**Stated problem A:**
List every review category that the DVDO Edge review is filed under.
**Stated problem B:**
Update the DVDO Edge review from "Enter the DVDO" through "yes and no." so that "$799" is replaced with "$699".

**Page excerpt:**

# DVDO Edge Video Processor



## deacongreg (Jul 29, 2008)

DVDO Edge Video Processor Reviewed

* By: Andrew Robinson
* - Reviewer's System

* Category:
* Equipment Reviews, Front Projector Reviews, LCD HDTV Reviews, Plasma HDTV Reviews, Video Reviews

* Resources & Links:
* HDMI 1.3b
* , Video Calibration



Video processors are a bit of a mixed bag for me for two reasons. First, most displays and/or sources come packaged with an internal processor or two. Second, outboard video processors are often confusing and not really designed for the average consumer.

Enter the DVDO Edge video processor from Anchor Bay, the leaders in video processing chipsets found in many of today's consumer electronics. Retailing for $799, the Edge offers a lot of the performance of DVDO's own iScan VP50Pro processor, yet has been streamlined and designed with the typical consumer in mind. Does it work? Well, yes and no.

From the outside, the Edge is a neat-looking piece of kit with its curved, rubber-like finish. The face of the Edge is about as barren as they come, with a simple DVDO logo, remote sensor and trapdoor HDMI input gracing the slanted façade. Around back, it's a different story altogether. The Edge has five HDMI 1.3 inputs (six, if you include the front input) and two HDMI 1.3 outputs. Don't get too excited, as I did, for the Edge does not have the ability to send video via HDMI to two different sources. One of the HDMI monitor outs is audio/video-capable and the second is audio-only. However, the HDMI audio output can pass the latest uncompressed audio formats, such as Dolby TrueHD and DTS Master Audio, so it's not completely useless. Along with the HDMI outs, there is an optical audio out if your receiver doesn't have an HDMI input. The Edge has two component video inputs and a single set of composite and S-Video inputs, as well as five audio inputs that can be assigned to any of the Edge's video inputs. The Edge is designed to send everything to your source via a single HDMI connection. Surprisingly, the Edge features no RS-232 support for control systems or universal remotes, though I'm sure Anchor Bay would like it if you used the Edge remote as your system remote.

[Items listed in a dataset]
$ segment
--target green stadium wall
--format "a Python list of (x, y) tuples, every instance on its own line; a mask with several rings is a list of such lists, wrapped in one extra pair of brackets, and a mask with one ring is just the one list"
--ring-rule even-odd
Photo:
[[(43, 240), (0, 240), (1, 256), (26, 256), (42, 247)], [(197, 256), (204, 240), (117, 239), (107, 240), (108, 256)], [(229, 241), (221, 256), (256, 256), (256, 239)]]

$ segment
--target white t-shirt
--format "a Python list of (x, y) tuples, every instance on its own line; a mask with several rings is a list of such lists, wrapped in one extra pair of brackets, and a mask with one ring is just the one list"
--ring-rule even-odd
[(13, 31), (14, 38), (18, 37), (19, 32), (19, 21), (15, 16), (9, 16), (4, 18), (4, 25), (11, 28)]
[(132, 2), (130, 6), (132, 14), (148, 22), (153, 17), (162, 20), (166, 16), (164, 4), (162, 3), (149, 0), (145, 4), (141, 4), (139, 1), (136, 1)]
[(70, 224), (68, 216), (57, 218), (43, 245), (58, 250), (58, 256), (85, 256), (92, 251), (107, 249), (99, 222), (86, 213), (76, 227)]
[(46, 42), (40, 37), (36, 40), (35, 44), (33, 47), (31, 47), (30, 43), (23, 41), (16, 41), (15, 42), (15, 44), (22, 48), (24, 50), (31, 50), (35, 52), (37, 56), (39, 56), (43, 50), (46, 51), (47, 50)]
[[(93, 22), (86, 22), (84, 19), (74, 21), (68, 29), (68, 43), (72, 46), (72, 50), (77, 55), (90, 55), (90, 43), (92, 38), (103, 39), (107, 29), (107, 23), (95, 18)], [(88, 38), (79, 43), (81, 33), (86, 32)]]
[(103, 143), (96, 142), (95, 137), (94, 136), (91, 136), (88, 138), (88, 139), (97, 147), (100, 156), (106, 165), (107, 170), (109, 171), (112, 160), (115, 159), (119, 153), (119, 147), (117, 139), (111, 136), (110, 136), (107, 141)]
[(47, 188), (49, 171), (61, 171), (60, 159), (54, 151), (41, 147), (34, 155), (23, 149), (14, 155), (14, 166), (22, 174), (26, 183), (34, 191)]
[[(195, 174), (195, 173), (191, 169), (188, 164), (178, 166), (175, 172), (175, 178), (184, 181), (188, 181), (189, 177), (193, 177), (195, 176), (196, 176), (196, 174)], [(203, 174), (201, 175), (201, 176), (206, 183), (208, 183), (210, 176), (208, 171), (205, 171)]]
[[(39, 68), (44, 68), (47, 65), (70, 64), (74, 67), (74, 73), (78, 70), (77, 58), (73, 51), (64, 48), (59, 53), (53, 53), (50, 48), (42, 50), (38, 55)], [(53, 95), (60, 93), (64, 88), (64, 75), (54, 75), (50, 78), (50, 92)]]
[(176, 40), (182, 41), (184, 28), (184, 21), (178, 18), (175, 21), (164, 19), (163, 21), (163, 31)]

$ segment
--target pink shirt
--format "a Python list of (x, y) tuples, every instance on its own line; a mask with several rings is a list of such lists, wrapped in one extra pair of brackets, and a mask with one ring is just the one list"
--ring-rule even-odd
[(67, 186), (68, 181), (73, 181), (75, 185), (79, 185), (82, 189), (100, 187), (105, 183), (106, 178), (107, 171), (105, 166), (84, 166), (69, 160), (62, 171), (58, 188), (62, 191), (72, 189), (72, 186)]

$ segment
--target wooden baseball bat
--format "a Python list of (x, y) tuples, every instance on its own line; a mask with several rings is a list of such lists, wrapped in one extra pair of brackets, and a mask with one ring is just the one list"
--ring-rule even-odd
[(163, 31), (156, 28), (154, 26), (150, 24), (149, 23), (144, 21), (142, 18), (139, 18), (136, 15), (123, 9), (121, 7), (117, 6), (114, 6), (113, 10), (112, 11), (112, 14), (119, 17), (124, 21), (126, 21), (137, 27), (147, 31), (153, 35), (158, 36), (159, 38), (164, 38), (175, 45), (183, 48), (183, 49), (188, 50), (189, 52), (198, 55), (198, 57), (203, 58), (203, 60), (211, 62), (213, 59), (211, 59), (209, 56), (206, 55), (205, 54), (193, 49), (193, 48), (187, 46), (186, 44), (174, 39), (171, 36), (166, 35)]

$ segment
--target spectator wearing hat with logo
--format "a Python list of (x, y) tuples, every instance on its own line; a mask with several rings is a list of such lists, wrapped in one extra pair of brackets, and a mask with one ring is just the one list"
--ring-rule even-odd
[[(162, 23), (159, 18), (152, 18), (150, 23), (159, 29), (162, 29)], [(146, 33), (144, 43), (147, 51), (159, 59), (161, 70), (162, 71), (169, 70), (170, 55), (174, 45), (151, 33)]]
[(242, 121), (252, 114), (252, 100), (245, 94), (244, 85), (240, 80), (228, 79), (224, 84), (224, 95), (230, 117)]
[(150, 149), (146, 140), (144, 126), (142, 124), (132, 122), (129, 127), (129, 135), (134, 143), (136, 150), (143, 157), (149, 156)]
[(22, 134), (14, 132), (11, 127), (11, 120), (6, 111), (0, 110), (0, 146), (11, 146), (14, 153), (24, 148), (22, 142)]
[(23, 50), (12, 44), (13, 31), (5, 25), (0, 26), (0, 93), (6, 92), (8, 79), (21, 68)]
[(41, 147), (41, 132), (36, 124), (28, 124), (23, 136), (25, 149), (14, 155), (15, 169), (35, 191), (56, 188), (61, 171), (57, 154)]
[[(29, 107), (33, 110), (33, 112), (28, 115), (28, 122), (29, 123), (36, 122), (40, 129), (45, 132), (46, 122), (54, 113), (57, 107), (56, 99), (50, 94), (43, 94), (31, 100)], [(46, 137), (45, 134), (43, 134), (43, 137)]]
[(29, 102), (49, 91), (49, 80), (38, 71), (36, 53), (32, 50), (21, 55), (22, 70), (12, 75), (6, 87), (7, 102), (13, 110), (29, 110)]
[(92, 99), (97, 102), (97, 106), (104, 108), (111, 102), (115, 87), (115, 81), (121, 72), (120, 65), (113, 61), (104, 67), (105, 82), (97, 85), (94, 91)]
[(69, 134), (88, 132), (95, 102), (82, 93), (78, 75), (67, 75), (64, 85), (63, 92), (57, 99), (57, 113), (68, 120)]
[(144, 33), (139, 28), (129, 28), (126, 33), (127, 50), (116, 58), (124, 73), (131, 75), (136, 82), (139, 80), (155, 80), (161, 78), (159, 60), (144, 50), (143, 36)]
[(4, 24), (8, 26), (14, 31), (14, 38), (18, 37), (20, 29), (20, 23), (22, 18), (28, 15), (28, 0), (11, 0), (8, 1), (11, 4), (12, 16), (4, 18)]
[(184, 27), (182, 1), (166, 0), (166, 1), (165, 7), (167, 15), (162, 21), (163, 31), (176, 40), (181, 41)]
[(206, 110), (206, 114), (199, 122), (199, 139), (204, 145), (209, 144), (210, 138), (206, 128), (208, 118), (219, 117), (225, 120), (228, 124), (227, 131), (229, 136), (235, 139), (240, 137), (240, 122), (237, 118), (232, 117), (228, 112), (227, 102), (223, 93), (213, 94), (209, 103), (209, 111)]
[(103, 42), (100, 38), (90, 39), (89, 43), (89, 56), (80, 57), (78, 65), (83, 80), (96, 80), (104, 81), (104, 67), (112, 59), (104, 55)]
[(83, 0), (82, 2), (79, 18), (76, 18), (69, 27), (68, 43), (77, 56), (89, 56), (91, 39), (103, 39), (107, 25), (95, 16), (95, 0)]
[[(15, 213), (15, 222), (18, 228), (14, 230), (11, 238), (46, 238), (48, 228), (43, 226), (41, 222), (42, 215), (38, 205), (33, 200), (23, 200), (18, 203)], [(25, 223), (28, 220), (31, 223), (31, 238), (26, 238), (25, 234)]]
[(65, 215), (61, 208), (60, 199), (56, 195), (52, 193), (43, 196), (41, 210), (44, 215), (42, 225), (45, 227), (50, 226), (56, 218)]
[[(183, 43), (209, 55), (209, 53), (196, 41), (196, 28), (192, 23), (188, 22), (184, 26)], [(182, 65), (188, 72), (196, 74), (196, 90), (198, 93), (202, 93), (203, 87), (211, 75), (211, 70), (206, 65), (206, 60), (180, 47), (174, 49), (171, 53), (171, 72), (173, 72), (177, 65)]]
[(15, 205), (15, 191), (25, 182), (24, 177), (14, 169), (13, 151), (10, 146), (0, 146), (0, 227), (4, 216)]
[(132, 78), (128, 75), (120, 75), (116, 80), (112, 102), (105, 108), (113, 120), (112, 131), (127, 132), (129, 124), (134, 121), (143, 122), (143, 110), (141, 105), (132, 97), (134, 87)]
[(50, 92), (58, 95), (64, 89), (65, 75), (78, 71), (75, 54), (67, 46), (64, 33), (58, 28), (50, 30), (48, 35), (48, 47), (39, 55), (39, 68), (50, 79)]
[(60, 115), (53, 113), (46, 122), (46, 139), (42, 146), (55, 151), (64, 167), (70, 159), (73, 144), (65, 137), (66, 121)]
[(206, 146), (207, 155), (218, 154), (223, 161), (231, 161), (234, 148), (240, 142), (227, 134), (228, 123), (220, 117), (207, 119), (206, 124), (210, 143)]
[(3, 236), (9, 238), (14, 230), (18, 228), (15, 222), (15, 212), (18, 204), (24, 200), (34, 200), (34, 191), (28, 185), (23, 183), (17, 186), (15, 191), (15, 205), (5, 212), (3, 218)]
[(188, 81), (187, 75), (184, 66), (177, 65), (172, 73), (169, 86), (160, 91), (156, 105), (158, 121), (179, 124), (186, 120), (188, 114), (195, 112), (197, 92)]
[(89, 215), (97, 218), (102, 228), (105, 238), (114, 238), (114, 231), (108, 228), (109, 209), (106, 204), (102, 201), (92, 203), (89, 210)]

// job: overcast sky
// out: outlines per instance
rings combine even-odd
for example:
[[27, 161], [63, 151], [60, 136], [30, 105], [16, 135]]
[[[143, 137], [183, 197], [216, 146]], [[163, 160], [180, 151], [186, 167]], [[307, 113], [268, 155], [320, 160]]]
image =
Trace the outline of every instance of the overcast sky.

**Written reply A:**
Equipment Reviews, Front Projector Reviews, LCD HDTV Reviews, Plasma HDTV Reviews, Video Reviews

**Written reply B:**
Enter the DVDO Edge video processor from Anchor Bay, the leaders in video processing chipsets found in many of today's consumer electronics. Retailing for $699, the Edge offers a lot of the performance of DVDO's own iScan VP50Pro processor, yet has been streamlined and designed with the typical consumer in mind. Does it work? Well, yes and no.